#### [Referring expression data]
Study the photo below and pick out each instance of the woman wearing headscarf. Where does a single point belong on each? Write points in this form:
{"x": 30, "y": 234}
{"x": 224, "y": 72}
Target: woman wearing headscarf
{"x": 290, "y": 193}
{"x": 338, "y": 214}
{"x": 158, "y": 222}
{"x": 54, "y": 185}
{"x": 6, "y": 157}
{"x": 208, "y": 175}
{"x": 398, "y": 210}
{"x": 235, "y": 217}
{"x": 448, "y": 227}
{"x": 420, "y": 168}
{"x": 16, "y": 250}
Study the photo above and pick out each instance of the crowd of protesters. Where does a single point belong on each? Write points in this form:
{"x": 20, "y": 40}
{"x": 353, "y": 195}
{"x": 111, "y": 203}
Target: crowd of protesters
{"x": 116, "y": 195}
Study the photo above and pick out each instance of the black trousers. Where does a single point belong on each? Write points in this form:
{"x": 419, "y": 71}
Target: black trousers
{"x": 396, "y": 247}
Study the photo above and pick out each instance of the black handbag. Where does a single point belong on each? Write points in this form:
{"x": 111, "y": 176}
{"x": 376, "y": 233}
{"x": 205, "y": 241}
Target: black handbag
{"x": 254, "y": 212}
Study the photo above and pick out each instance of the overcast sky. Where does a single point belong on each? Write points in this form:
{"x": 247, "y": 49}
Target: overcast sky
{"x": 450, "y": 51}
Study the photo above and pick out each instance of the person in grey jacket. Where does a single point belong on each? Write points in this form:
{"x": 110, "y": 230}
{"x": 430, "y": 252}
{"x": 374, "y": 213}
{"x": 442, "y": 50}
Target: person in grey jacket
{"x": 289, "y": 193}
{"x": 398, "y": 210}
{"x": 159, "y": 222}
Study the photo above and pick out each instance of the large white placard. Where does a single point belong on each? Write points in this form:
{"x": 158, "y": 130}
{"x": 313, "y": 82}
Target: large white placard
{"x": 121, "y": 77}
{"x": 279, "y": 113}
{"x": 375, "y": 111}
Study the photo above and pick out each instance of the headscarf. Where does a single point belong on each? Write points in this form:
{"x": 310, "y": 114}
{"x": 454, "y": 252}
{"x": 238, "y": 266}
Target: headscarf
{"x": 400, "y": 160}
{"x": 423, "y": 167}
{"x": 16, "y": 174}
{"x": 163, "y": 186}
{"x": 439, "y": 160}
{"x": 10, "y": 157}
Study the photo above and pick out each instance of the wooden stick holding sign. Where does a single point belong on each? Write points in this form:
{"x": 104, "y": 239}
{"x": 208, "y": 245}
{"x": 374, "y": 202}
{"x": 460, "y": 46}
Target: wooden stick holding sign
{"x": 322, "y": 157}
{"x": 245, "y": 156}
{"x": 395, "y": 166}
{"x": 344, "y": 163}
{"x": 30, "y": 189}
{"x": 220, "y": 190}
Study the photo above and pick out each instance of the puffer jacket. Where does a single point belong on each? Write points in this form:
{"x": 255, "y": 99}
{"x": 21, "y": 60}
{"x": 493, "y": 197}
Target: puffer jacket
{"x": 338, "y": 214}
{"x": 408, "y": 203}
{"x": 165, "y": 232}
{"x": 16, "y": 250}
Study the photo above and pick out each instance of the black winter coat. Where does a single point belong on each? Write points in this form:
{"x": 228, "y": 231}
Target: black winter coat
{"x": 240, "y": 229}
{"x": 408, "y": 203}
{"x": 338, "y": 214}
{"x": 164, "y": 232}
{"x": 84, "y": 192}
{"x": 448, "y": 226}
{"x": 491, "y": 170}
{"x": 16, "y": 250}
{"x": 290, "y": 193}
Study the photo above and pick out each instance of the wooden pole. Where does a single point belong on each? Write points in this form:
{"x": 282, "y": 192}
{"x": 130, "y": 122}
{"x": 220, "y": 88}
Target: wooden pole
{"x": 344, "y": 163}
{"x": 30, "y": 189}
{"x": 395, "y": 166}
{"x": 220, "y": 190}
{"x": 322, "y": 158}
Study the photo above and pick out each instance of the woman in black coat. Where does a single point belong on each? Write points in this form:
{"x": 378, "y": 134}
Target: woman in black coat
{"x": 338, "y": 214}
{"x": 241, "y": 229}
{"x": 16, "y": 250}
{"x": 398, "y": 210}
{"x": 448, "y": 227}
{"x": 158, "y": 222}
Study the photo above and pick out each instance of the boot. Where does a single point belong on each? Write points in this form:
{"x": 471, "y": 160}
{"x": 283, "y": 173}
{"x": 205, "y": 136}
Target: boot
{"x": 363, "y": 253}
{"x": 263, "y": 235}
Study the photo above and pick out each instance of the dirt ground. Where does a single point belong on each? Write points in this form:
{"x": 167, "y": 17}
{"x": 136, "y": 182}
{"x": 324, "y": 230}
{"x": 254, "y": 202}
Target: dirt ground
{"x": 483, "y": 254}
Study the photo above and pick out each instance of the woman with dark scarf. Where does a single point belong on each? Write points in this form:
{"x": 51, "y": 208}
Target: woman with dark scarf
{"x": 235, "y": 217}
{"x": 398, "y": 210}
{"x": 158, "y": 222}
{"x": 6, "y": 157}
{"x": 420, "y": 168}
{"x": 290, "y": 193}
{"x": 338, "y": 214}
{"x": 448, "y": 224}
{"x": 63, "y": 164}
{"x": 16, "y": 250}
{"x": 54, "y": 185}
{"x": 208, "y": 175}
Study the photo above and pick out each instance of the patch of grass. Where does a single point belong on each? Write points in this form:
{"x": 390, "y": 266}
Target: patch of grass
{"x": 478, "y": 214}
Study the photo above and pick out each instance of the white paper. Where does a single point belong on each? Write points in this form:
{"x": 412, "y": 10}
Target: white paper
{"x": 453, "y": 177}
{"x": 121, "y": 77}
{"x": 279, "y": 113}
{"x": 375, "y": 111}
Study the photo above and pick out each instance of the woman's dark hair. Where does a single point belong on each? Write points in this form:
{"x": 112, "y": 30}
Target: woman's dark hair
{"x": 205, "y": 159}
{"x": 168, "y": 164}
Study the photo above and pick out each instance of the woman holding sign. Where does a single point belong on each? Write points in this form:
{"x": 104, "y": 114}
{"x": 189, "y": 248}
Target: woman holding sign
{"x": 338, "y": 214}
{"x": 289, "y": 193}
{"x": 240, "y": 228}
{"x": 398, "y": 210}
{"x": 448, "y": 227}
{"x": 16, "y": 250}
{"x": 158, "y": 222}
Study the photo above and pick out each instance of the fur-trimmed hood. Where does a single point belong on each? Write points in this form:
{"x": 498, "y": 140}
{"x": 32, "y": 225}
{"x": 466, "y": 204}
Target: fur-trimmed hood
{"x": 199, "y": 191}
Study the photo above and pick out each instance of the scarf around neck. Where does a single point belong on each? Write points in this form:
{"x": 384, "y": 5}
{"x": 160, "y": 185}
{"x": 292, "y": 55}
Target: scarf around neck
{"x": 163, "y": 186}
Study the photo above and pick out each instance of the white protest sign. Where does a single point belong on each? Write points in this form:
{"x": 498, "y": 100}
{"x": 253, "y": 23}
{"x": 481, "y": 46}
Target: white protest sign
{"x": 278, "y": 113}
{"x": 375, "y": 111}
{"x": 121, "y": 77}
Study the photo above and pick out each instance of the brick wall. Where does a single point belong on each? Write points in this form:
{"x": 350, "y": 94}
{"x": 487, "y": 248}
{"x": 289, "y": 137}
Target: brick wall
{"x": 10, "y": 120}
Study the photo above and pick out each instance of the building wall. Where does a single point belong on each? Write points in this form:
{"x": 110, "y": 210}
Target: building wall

#### [Activity]
Return, word for word, every line from the top of the entries down to the line that holds "the black handbag.", both included.

#### [Result below]
Study the photo below and pick out each instance of the woman wearing headscarf. Where does a single point belong on each? Write points in this form:
{"x": 30, "y": 234}
{"x": 224, "y": 72}
Target: woman wearing headscarf
{"x": 290, "y": 193}
{"x": 338, "y": 214}
{"x": 158, "y": 222}
{"x": 54, "y": 185}
{"x": 6, "y": 157}
{"x": 208, "y": 175}
{"x": 398, "y": 210}
{"x": 235, "y": 217}
{"x": 448, "y": 227}
{"x": 420, "y": 168}
{"x": 16, "y": 250}
Study the photo above and pick out each instance of the crowd of protesters. Where does a single point belong on each? Write points in this form:
{"x": 20, "y": 40}
{"x": 353, "y": 195}
{"x": 111, "y": 203}
Target: crowd of protesters
{"x": 116, "y": 195}
Study the photo above and pick out each instance of the black trousers. Where does a single point belong on each? Write points in this form:
{"x": 419, "y": 71}
Target: black trousers
{"x": 396, "y": 247}
Study the photo above and pick out each instance of the black handbag. Where does a single point belong on each? Write points in this form:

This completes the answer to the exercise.